What is needed:
Can you find every line in the listing below that contains the string "bleacher" and copy each of those lines out in full? Uppercase and lowercase count as different.

Data shown:
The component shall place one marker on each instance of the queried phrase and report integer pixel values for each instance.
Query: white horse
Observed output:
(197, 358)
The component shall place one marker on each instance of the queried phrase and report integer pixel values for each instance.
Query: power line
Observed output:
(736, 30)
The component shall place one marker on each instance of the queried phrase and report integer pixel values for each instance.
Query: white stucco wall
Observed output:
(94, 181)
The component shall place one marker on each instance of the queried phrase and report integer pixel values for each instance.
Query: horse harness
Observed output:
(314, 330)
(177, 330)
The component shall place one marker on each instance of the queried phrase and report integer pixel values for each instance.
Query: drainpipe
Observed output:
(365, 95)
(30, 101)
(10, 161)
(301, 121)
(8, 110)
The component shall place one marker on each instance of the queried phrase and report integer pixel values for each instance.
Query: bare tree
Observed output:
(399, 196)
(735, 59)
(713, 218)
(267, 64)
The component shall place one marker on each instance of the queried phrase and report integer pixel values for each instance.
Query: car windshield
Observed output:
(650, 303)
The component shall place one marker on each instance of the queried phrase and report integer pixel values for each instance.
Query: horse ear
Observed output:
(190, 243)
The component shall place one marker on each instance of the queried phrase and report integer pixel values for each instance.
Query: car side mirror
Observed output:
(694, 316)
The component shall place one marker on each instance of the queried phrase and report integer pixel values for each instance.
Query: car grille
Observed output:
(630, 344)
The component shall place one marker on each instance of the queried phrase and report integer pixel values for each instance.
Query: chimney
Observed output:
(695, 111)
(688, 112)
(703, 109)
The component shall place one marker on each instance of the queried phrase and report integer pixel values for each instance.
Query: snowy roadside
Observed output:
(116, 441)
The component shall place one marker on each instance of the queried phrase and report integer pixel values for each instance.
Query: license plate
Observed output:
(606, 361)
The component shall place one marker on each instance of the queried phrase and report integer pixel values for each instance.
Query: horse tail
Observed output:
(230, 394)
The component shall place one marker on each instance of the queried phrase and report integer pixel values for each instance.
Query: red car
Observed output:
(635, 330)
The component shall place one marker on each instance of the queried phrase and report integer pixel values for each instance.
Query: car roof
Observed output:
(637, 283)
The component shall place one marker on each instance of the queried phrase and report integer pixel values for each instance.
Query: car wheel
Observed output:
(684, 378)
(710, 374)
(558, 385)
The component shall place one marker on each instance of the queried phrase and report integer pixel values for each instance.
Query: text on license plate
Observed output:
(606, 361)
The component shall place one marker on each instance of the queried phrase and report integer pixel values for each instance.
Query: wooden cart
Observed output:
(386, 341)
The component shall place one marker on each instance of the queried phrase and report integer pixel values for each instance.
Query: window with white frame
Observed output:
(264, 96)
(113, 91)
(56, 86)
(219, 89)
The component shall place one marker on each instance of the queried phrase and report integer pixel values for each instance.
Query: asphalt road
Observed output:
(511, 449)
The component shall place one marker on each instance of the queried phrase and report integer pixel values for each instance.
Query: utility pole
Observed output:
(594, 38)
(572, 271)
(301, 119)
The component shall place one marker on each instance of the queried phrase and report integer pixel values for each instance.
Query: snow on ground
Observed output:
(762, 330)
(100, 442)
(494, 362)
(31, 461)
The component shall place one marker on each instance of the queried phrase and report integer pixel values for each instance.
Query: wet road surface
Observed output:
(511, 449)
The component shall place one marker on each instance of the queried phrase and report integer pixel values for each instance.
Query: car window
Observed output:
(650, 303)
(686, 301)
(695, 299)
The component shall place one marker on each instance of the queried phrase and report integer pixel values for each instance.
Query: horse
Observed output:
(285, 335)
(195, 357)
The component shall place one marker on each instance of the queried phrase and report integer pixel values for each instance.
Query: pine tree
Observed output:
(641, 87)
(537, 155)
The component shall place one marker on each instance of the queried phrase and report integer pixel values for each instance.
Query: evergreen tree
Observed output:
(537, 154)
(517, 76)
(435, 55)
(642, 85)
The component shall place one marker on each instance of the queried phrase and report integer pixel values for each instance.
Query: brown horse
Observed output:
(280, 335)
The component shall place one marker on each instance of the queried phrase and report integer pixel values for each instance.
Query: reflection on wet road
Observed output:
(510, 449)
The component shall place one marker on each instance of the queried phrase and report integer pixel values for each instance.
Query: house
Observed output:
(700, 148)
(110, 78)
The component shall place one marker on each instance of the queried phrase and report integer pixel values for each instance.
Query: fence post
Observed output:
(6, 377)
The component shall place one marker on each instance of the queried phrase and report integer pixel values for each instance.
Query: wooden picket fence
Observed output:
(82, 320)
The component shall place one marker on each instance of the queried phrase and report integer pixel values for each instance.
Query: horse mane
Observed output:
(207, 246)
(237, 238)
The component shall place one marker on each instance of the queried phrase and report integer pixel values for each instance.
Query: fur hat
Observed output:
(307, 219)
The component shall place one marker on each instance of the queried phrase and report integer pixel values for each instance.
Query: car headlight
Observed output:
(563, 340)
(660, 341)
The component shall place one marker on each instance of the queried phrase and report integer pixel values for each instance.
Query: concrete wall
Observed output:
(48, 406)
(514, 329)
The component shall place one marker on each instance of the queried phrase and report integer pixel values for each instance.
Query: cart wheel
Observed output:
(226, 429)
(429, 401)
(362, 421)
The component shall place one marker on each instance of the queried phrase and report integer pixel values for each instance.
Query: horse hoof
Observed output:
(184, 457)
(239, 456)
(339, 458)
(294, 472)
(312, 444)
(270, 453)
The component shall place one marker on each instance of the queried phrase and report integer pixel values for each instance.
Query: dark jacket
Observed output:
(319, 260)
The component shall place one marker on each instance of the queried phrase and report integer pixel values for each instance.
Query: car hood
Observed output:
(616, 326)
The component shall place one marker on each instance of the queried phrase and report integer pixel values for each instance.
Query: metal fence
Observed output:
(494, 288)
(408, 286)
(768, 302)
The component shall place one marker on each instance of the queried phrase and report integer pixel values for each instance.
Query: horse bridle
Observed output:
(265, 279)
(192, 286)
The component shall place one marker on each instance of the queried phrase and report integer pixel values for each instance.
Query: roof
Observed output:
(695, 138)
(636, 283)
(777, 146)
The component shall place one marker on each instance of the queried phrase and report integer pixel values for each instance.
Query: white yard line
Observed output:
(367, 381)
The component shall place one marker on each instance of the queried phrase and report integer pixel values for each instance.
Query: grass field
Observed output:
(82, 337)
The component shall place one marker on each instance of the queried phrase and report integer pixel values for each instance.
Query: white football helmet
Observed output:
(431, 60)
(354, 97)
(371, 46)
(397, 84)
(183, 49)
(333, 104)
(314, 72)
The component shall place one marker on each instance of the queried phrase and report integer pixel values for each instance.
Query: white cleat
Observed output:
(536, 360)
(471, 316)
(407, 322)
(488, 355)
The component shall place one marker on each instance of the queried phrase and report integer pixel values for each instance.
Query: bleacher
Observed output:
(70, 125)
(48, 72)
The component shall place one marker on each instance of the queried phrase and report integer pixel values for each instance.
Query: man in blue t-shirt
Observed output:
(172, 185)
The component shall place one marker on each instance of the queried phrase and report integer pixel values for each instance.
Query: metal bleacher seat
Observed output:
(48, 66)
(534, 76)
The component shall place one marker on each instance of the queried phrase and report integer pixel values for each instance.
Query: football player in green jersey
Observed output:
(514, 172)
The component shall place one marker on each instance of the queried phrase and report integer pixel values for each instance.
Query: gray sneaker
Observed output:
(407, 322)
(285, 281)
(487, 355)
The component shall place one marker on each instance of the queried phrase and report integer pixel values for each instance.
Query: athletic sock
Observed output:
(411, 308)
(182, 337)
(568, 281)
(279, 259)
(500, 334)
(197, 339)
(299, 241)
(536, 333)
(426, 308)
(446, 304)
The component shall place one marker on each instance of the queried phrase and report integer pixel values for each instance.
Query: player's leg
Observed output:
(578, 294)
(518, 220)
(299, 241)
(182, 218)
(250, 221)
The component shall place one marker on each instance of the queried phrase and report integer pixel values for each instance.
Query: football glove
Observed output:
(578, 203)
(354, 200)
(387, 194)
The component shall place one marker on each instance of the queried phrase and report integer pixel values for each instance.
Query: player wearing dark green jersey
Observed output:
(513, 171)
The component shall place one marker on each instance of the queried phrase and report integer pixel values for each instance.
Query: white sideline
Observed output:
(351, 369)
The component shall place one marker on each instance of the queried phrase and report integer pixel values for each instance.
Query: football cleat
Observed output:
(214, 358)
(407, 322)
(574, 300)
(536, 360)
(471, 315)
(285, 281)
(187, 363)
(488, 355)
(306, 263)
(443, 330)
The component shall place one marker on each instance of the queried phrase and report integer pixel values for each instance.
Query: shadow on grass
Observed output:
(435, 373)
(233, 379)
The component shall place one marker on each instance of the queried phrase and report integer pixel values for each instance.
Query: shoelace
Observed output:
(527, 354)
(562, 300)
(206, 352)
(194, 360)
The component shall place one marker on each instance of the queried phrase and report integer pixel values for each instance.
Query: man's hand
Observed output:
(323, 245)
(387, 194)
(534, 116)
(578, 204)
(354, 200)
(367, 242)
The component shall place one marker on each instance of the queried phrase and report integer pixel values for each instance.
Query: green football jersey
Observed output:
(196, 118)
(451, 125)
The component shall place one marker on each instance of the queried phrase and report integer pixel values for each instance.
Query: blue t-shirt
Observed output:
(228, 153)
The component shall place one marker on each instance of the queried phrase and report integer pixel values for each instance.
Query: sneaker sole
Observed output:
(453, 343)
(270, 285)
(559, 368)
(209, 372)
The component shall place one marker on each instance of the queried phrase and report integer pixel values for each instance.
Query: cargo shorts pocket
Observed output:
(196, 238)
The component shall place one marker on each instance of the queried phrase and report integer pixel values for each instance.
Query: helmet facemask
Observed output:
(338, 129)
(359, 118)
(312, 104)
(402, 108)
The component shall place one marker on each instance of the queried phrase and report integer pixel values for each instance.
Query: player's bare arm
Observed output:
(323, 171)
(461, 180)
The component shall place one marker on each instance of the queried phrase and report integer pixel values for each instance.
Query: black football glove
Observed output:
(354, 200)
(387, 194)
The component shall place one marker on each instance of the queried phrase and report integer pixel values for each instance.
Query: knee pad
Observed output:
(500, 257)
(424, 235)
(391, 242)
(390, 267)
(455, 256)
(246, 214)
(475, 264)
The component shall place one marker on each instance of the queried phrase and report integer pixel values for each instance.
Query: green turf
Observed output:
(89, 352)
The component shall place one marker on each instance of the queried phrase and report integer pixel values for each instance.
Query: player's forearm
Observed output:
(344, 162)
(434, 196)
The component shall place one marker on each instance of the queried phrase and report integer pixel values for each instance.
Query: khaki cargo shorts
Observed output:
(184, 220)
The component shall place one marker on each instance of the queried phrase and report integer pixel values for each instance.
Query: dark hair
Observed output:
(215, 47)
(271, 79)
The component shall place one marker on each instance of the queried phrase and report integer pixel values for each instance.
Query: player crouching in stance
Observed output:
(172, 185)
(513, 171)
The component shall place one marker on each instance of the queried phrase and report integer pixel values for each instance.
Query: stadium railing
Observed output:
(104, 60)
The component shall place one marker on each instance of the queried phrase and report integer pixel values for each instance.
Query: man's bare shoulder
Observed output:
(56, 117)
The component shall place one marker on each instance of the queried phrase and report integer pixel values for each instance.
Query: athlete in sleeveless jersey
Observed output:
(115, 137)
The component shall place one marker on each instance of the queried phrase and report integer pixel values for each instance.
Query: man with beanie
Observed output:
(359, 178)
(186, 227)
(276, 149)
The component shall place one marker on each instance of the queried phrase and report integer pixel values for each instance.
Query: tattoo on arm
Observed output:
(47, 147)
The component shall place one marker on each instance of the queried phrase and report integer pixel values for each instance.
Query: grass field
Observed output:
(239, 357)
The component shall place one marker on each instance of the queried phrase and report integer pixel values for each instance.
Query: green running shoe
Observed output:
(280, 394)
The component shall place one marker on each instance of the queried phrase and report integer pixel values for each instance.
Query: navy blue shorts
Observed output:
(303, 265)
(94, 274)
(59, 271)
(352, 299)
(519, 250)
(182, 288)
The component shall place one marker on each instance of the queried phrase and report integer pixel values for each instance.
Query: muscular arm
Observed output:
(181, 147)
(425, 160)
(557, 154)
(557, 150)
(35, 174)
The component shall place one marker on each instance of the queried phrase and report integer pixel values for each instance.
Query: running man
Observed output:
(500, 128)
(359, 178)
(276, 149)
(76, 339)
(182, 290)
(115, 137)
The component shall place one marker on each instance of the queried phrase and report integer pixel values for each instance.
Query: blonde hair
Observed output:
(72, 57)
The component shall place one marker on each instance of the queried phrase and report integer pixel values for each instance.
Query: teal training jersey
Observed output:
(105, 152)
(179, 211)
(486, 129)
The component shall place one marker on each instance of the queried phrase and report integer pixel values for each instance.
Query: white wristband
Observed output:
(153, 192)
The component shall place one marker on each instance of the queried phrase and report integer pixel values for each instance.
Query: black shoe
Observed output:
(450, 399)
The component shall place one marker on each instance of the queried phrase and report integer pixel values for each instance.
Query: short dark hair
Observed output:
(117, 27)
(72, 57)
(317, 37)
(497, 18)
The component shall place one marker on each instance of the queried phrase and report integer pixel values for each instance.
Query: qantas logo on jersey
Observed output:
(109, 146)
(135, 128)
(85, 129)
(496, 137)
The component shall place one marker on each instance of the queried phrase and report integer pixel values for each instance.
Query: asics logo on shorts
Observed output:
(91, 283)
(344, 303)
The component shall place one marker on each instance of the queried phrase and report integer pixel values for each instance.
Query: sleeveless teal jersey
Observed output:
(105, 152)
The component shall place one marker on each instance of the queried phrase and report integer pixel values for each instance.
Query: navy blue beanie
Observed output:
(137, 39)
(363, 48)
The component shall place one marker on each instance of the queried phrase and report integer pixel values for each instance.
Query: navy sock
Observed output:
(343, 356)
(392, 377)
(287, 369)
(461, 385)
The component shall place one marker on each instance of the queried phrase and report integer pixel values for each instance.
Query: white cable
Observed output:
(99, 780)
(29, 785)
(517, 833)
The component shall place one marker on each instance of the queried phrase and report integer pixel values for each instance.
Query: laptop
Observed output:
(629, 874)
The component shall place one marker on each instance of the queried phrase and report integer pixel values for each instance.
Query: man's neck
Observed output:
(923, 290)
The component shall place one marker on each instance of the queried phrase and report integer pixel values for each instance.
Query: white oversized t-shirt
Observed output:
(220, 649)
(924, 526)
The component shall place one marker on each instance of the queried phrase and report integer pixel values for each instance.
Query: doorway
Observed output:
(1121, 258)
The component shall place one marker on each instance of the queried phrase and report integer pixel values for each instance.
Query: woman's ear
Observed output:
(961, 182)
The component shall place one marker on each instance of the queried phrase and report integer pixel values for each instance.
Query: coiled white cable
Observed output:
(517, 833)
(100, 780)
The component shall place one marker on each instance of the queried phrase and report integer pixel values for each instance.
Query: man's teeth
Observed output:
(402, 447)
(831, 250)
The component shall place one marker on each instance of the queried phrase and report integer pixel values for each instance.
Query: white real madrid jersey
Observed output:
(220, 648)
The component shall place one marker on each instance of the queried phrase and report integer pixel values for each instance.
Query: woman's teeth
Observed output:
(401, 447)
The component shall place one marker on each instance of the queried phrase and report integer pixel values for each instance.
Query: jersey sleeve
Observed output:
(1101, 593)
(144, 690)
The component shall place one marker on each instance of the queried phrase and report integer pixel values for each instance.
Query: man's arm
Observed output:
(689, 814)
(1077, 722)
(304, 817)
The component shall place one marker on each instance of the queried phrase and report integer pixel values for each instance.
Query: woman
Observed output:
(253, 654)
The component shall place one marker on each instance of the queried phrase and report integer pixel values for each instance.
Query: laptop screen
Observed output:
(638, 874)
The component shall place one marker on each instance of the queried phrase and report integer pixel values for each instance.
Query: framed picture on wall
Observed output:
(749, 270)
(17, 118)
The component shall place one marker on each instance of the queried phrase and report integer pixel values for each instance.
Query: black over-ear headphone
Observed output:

Written response:
Query: bleacher
Query: metal bleacher seat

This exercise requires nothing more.